WHAT IS NEEDED: What is needed is an exact repeat of the lines from the line containing "above for groom" through the final line of the entries below, and nothing else.

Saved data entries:
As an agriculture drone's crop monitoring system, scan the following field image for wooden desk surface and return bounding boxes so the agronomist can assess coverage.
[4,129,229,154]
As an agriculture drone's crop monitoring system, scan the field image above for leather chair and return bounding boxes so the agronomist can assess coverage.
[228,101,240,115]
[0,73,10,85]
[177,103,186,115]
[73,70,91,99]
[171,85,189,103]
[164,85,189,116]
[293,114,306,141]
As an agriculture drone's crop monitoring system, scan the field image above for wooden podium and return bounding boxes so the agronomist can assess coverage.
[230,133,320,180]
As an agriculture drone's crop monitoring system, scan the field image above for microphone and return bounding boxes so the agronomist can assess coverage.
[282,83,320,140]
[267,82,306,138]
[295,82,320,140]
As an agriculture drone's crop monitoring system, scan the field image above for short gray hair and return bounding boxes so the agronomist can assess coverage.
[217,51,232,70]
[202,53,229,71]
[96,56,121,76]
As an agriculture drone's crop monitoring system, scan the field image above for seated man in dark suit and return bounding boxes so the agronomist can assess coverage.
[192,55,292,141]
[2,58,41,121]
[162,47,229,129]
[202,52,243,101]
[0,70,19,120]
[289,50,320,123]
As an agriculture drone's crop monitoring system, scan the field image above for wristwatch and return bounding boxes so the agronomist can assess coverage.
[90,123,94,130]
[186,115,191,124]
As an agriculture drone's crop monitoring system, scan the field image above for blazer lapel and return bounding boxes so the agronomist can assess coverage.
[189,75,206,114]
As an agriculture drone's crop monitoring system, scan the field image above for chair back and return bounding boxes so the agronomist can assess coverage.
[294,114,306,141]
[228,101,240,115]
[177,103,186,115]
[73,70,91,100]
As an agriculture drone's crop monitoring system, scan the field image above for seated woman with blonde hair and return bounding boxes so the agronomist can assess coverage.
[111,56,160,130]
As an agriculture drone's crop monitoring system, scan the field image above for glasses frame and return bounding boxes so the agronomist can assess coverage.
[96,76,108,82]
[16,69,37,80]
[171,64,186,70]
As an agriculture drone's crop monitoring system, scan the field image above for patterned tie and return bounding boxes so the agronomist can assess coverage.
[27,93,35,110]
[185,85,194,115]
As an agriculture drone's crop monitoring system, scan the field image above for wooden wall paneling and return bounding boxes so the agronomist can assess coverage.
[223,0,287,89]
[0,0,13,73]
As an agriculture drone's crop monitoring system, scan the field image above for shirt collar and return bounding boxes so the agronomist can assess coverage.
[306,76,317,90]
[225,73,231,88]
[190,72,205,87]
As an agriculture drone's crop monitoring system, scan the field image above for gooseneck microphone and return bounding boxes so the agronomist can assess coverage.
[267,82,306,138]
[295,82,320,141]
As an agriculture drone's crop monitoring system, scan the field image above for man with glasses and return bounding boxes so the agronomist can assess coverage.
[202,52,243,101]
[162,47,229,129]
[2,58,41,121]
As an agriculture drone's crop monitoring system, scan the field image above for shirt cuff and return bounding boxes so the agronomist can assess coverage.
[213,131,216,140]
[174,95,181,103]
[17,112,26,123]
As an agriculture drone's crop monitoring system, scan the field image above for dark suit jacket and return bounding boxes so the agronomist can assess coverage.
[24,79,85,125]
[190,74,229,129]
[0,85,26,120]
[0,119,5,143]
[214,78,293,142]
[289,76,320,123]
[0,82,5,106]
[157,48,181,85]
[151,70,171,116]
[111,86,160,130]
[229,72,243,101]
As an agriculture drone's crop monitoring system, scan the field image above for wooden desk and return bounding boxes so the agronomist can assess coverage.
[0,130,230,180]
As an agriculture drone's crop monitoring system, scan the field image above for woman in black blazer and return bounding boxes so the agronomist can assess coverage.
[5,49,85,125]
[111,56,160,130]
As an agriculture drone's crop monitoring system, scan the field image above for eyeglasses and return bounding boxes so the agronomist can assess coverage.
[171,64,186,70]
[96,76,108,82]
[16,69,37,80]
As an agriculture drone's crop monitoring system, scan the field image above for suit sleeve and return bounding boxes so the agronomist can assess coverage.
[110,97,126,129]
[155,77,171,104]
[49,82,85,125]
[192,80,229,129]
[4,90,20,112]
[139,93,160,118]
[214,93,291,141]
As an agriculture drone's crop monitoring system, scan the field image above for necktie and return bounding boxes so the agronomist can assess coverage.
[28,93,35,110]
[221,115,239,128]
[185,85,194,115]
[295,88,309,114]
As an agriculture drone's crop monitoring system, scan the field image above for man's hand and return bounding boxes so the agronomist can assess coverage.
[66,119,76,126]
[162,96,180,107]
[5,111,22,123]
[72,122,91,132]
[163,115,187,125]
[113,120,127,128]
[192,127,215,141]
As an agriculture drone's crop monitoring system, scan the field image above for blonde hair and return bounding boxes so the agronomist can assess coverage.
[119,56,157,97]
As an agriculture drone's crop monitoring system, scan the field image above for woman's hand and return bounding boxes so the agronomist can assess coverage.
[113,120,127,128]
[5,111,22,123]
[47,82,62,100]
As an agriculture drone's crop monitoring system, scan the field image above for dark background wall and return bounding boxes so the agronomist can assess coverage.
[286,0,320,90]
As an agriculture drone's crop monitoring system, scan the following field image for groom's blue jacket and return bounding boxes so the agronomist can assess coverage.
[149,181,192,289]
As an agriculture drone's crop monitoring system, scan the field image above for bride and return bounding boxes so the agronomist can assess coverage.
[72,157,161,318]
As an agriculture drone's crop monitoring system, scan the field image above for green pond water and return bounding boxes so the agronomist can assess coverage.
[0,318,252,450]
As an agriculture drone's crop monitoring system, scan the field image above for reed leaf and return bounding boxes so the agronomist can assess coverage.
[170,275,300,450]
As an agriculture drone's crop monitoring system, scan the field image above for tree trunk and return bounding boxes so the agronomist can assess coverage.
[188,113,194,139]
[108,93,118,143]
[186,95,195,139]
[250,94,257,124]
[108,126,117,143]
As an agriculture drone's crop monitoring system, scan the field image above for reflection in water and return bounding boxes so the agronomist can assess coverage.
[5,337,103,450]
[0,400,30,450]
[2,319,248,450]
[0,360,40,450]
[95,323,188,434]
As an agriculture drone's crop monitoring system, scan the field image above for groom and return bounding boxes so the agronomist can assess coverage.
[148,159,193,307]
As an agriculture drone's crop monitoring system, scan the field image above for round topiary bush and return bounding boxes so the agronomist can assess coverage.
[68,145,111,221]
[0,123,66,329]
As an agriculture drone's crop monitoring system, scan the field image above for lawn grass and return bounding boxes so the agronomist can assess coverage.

COMPLETED EXERCISE:
As an agriculture drone's crop monitoring system, scan the field image above for groom and return bounding boxes so the agronomist can assess coverage.
[148,159,193,307]
As an agriculture drone's crop monitoring system, scan the field image above for round topiary bush and return bounding boxes so the agronomist can assess coverage.
[68,145,111,221]
[0,123,66,329]
As an agriculture drone's crop monitoring system, scan the field image above for lawn grass and return bounding boxes so the agronomist can assess coverage.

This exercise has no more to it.